(Task to complete) Copy out all of the data below, swapping every "one pixel per instance" for "a single pixel for each instance" and changing nothing else. Leave the pictures out of your copy.

(Dataset entries)

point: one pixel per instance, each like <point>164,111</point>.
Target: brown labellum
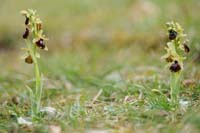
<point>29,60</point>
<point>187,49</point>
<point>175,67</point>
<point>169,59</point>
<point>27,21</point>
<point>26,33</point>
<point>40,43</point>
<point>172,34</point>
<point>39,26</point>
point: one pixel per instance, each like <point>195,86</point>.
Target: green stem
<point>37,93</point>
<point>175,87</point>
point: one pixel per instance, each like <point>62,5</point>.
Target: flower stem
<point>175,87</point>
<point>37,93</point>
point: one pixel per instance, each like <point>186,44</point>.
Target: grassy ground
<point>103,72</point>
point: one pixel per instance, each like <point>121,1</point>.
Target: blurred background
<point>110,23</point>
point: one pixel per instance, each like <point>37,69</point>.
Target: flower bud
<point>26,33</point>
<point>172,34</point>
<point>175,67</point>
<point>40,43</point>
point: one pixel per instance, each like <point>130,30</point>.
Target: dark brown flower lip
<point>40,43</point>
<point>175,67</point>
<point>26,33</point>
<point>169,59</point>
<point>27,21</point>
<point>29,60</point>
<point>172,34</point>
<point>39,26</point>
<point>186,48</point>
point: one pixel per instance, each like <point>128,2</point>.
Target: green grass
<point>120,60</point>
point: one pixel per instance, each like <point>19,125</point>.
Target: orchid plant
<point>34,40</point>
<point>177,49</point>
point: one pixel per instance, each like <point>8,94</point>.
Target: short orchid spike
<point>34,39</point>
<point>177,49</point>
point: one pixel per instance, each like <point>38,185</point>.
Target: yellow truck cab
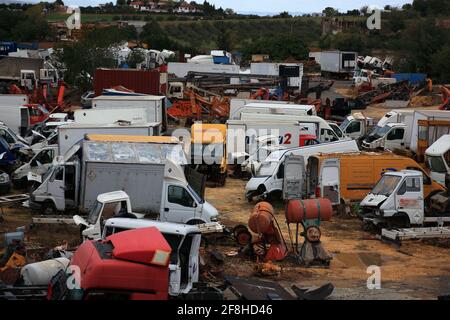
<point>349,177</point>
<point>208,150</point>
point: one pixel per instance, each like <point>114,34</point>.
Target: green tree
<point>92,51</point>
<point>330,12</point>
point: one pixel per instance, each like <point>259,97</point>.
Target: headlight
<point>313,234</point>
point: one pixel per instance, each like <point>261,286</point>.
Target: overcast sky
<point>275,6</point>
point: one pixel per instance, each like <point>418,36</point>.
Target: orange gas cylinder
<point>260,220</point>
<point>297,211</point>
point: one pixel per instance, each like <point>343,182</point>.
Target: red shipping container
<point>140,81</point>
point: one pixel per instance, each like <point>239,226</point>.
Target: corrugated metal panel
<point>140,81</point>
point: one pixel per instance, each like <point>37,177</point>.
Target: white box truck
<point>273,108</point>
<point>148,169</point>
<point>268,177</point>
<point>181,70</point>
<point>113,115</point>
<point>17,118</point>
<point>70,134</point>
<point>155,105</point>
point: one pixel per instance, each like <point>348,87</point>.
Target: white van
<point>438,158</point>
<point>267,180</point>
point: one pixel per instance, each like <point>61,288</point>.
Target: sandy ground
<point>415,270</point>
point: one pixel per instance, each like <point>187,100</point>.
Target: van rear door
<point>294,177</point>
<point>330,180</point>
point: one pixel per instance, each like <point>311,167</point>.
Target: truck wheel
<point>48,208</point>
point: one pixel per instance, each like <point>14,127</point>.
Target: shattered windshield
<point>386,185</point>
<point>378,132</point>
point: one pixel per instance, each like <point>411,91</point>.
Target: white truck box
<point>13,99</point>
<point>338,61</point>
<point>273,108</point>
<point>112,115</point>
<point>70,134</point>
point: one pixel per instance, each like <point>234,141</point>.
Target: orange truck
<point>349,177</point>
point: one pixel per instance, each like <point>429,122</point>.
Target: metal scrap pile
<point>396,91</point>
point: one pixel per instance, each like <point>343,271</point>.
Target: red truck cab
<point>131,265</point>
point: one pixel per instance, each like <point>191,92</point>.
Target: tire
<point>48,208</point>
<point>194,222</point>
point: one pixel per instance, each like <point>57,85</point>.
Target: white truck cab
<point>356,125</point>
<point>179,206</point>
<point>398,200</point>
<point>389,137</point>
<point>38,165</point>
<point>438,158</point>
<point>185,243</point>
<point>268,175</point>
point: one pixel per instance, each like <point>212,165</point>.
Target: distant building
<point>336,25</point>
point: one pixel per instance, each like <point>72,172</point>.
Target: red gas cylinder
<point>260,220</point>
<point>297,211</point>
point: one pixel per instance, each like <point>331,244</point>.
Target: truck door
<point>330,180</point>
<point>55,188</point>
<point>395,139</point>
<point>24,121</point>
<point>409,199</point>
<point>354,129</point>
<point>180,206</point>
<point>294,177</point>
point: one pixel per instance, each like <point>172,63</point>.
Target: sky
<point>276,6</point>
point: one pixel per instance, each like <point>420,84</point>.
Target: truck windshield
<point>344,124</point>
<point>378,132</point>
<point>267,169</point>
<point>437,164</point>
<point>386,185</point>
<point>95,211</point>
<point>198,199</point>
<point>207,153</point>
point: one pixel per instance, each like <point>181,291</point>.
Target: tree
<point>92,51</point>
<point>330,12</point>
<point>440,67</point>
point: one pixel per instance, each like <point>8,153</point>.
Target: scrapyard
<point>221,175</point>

(Task answer)
point: a single pixel for each instance, each like <point>164,111</point>.
Target: brown labellum
<point>29,60</point>
<point>187,49</point>
<point>175,67</point>
<point>169,59</point>
<point>27,21</point>
<point>26,33</point>
<point>40,43</point>
<point>172,34</point>
<point>39,26</point>
point: a single pixel for each instance, each like <point>195,86</point>.
Target: green stem
<point>37,93</point>
<point>175,87</point>
point: a single pixel for each instance, each like <point>62,5</point>.
Target: flower stem
<point>175,87</point>
<point>37,93</point>
point: a single pixel for each instance, each like <point>186,44</point>.
Target: grassy ground
<point>103,72</point>
point: a single pixel for each instance, each like <point>121,1</point>.
Target: blurred background
<point>110,23</point>
point: a single pixel for each instance, each like <point>37,69</point>.
Target: flower bud
<point>26,33</point>
<point>172,34</point>
<point>175,67</point>
<point>40,43</point>
point: a single pixel for each instance, each like <point>130,30</point>.
Target: dark brown flower lip
<point>40,43</point>
<point>175,67</point>
<point>26,33</point>
<point>169,59</point>
<point>27,21</point>
<point>29,60</point>
<point>172,34</point>
<point>39,26</point>
<point>186,48</point>
point: a single pixel for each instance, each like <point>128,2</point>.
Target: green grass
<point>120,60</point>
point: a single pixel for each instance, each like <point>19,125</point>.
Target: orchid plant
<point>34,40</point>
<point>177,49</point>
point: a single pixel for each instance, each like <point>8,94</point>.
Target: short orchid spike
<point>34,39</point>
<point>177,49</point>
point: a single pixel for each instance, each like <point>38,185</point>.
Target: yellow truck cab
<point>349,177</point>
<point>208,150</point>
point: a single pixel for each instance, each like <point>114,34</point>.
Target: green tree
<point>92,51</point>
<point>330,12</point>
point: a single pixel for each instance, each like <point>259,97</point>.
Target: headlight
<point>313,234</point>
point: a single pixel for each instance, each like <point>261,286</point>.
Target: overcast sky
<point>275,6</point>
point: a single pixel for each instance, each like <point>418,36</point>.
Target: orange gas cylinder
<point>260,220</point>
<point>297,211</point>
point: a single pixel for each instance, each like <point>343,182</point>.
Target: red shipping container
<point>140,81</point>
point: a single pixel for each instance, each like <point>239,226</point>.
Target: corrugated metal panel
<point>140,81</point>
point: a single pixel for each instance, each like <point>37,177</point>.
Target: white box truck
<point>273,108</point>
<point>148,169</point>
<point>268,177</point>
<point>181,70</point>
<point>113,115</point>
<point>17,118</point>
<point>70,134</point>
<point>155,105</point>
point: a single pixel for each instance, each like <point>348,87</point>.
Target: white van
<point>438,158</point>
<point>267,180</point>
point: a single pixel for each instance, each like <point>61,288</point>.
Target: sandy ground
<point>415,270</point>
point: a single pixel for each instance, each like <point>187,100</point>.
Target: van rear door
<point>294,177</point>
<point>330,180</point>
point: a single pixel for each instance, each like <point>311,167</point>.
Target: truck wheel
<point>48,208</point>
point: a single pixel for each instance, each like <point>14,127</point>.
Target: shattered windshield
<point>386,185</point>
<point>378,132</point>
point: a single pixel for each instance, each like <point>411,91</point>.
Target: white truck box
<point>13,99</point>
<point>338,61</point>
<point>273,108</point>
<point>112,115</point>
<point>70,134</point>
point: a single pixel for each instance, each like <point>234,141</point>.
Target: orange truck
<point>349,177</point>
point: a single pixel for each instance, each like <point>429,122</point>.
Target: metal scrap pile
<point>396,91</point>
point: a single pixel for each instance, each like <point>343,271</point>.
Target: red truck cab
<point>131,265</point>
point: a single pixel for each instance, each like <point>191,92</point>.
Target: tire
<point>48,208</point>
<point>194,222</point>
point: a single pixel for each instance, each like <point>57,85</point>.
Target: white truck cab
<point>356,125</point>
<point>179,206</point>
<point>398,200</point>
<point>389,137</point>
<point>38,165</point>
<point>438,158</point>
<point>185,243</point>
<point>268,175</point>
point: a single pixel for each instance, each like <point>212,165</point>.
Target: distant building
<point>336,25</point>
point: a single pixel for each instance, each like <point>72,172</point>.
Target: red gas cylinder
<point>260,220</point>
<point>297,211</point>
point: a single pixel for each instance, each like <point>331,244</point>.
Target: truck door
<point>330,180</point>
<point>55,188</point>
<point>395,139</point>
<point>24,121</point>
<point>409,199</point>
<point>354,129</point>
<point>180,206</point>
<point>294,177</point>
point: a single pixel for each instance, each like <point>172,63</point>.
Target: sky
<point>276,6</point>
point: a single pixel for each instance, each like <point>420,84</point>.
Target: truck windshield
<point>344,124</point>
<point>378,132</point>
<point>267,169</point>
<point>437,164</point>
<point>386,185</point>
<point>95,211</point>
<point>198,199</point>
<point>207,153</point>
point: a single pixel for each instance, each like <point>181,291</point>.
Target: tree
<point>92,51</point>
<point>330,12</point>
<point>440,67</point>
point: a single pixel for each instance, each like <point>8,153</point>.
Target: scrapyard
<point>221,175</point>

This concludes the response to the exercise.